TWIG-STIX (Tidy Workflow for Integrating & Governing STIX) is a Python-based solution for cleaning and preprocessing student enrollment data exported from school boards in STIX XML format.
This project provides a Python-based solution for cleaning and preprocessing student enrollment data exported from school boards in STIX XML format. These XML files contain heirarchial information about schools, students, and associated fields, including personal details and contact information.
The cleaning process ensures that the data is structured, consistent, and complaint with expected STIX schema, ready for downstream analysis or to upload into Panorama or other STIX-interoperable systems.
- XML Parsing: Uses xmltodict and lxml to read hiearchical XML files
- Standardization & Cleaning:
- Fixes malformed or missing phone numbers
- Corrects street numbers and unit numbers exceeding allowed lengths.

• [Instructions]
a - Under "Standardization & Cleaning:" in the TWIG-STIX description, which kinds of data fields do the cleaning steps fix or correct? List every one.
b - Return the records from their start through the line that contains "[[249, 132]]", with both ends included and each line unchanged.

• [Stored data]
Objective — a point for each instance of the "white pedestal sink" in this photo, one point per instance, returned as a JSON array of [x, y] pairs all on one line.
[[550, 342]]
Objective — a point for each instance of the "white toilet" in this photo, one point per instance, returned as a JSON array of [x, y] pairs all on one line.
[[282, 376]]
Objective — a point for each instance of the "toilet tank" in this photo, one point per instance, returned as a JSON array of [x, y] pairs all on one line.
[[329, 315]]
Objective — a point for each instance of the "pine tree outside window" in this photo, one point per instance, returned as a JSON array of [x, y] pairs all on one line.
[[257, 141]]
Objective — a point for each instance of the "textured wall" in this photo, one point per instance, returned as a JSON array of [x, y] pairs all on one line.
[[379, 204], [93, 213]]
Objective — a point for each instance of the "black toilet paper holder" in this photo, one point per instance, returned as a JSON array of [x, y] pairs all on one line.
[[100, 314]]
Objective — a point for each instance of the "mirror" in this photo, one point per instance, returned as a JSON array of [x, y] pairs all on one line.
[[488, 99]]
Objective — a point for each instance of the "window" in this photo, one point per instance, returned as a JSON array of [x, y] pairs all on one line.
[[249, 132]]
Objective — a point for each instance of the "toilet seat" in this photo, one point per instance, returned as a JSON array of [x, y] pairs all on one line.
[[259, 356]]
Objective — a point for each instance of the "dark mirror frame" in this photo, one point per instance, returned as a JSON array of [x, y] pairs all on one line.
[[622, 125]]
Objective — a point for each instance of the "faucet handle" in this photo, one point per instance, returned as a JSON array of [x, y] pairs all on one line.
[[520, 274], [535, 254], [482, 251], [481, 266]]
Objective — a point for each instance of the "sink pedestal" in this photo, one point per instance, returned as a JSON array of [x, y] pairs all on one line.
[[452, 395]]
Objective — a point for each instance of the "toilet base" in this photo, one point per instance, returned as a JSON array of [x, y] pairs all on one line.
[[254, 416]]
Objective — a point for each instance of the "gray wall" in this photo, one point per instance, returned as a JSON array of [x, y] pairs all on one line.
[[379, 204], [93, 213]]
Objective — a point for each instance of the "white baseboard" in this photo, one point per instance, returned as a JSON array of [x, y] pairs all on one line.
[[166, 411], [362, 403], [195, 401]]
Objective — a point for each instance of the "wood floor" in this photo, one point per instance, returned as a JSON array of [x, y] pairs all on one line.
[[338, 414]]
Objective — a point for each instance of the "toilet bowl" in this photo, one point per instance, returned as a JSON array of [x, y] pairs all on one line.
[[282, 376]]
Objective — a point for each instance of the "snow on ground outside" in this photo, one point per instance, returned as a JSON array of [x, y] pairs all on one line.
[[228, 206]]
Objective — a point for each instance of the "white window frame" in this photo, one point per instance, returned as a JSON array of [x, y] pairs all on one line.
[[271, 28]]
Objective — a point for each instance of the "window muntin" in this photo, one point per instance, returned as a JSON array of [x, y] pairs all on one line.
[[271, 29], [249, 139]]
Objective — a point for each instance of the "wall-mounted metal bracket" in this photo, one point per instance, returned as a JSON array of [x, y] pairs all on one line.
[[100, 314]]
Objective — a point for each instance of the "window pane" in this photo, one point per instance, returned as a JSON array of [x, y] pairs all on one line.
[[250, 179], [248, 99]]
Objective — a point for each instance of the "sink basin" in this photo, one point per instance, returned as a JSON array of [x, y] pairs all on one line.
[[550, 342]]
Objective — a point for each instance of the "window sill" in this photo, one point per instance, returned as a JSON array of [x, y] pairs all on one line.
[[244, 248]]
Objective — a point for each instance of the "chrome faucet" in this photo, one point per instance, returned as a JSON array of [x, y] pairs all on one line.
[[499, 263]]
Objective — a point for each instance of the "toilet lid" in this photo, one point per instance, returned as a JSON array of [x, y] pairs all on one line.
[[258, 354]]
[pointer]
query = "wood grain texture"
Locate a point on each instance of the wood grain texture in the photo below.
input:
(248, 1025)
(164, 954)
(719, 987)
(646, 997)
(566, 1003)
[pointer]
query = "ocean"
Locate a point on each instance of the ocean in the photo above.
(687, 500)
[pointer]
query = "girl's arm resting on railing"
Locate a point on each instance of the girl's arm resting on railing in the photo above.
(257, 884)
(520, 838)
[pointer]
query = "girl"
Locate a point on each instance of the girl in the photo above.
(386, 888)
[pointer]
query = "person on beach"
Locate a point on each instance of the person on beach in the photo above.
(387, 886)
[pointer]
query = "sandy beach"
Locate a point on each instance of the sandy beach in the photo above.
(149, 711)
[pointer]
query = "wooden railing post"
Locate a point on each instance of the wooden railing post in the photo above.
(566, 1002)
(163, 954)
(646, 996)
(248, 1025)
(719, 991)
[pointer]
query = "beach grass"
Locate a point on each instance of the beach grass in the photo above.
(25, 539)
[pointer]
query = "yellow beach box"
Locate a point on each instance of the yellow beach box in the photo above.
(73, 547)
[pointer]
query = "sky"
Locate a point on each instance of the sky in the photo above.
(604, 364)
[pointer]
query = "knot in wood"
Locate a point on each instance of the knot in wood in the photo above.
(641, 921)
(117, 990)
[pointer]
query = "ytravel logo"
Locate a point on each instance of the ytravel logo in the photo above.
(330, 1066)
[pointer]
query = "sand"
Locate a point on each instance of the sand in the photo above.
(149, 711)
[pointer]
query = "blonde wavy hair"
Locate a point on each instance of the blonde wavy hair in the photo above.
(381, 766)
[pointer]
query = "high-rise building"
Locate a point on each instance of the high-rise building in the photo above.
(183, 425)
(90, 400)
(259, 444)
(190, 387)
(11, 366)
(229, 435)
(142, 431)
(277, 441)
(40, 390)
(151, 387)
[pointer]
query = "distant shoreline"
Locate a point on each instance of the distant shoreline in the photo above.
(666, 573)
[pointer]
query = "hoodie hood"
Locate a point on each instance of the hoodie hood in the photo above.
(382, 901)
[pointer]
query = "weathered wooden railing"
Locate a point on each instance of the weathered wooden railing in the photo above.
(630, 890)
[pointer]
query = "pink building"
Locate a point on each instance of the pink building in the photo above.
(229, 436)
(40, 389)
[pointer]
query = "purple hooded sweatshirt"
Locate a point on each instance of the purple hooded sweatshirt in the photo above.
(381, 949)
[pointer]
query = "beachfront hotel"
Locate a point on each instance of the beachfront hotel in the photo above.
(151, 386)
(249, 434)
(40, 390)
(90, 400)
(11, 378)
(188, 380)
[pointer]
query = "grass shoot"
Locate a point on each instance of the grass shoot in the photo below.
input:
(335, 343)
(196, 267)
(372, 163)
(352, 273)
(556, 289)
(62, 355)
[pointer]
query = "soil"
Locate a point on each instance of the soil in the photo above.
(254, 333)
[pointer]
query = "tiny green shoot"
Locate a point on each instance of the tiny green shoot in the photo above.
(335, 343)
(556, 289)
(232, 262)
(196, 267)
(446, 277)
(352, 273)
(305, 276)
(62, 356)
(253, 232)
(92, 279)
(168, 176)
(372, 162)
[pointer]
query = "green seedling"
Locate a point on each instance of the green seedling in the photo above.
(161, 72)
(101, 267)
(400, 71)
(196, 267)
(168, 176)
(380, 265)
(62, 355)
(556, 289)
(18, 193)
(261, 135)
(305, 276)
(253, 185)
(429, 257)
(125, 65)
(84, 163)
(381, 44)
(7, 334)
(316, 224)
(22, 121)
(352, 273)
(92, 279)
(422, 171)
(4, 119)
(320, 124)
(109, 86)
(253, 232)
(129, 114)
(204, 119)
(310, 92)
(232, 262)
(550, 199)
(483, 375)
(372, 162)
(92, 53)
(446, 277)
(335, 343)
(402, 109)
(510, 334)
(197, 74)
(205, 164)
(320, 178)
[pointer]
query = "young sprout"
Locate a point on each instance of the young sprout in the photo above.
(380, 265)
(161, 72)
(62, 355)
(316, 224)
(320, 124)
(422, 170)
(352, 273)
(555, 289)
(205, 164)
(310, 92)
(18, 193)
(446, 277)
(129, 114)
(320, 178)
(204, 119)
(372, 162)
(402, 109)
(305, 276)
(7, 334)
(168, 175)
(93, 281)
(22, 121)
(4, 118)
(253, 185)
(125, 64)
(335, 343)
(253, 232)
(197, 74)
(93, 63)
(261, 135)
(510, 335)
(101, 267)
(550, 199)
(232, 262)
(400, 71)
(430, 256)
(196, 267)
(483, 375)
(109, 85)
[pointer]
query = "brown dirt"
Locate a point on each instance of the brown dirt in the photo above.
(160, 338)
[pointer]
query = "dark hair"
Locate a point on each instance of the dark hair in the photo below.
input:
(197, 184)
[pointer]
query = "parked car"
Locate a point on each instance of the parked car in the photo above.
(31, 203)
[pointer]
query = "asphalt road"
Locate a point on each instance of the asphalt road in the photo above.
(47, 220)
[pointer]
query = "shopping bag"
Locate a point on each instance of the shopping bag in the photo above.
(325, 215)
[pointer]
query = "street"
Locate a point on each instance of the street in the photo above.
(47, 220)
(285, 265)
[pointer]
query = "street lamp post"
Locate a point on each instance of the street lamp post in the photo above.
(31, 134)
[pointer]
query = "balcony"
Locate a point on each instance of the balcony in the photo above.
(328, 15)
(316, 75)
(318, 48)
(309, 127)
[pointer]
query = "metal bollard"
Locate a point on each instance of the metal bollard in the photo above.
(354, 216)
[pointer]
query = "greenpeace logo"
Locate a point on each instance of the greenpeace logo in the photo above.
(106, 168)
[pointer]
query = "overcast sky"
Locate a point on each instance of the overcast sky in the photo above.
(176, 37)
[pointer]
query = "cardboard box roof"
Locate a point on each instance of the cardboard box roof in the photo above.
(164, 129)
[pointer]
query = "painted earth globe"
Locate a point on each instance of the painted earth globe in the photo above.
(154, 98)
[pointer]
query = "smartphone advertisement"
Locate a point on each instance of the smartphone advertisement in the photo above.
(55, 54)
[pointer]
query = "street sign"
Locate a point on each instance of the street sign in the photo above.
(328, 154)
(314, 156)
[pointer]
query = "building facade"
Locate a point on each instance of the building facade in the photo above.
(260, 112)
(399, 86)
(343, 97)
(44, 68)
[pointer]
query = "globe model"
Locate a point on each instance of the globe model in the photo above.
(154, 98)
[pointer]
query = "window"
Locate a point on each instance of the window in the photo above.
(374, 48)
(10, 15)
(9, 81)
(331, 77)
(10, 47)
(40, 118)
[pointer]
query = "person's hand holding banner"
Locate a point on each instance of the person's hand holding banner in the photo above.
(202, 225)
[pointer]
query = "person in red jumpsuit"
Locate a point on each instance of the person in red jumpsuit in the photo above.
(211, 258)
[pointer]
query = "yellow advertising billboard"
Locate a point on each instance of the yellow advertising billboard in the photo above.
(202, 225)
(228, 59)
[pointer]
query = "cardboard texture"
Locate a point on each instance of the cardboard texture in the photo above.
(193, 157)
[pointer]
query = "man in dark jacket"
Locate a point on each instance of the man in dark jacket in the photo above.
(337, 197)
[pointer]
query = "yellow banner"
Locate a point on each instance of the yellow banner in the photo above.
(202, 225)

• [Solved tasks]
a -
- Phone numbers
- Street numbers
- Unit numbers

b -
Objective — a point for each instance of the "white pedestal sink" in this photo, one point per instance, returned as a JSON array of [x, y] pairs all on one line.
[[550, 342]]
Objective — a point for each instance of the "white toilet" in this photo, one point per instance, returned as a JSON array of [x, y] pairs all on one line.
[[282, 376]]
Objective — a point for each instance of the "toilet tank" in this photo, one point per instance, returned as a JSON array of [x, y] pairs all on one line.
[[329, 315]]
Objective — a point for each instance of the "pine tree outside window" in this photo, one point per instance, returned as a JSON array of [x, y] pairs all on one line.
[[257, 141]]
Objective — a point for each instance of the "textured wall" in this photo, one point per instance, returned as a JSON array of [x, y] pairs all on one line.
[[379, 204], [93, 213]]
Objective — a point for each instance of the "black toilet paper holder" in this photo, one point per instance, returned as a JSON array of [x, y] pairs all on one line.
[[100, 314]]
Objective — a point for each instance of the "mirror" in this photo, one point per instance, returned as a JSON array of [x, y] pairs all on one line.
[[488, 99]]
Objective — a point for each instance of the "window" in this photo, one point per instance, returned as a JSON array of [x, y] pairs all on one line.
[[249, 132]]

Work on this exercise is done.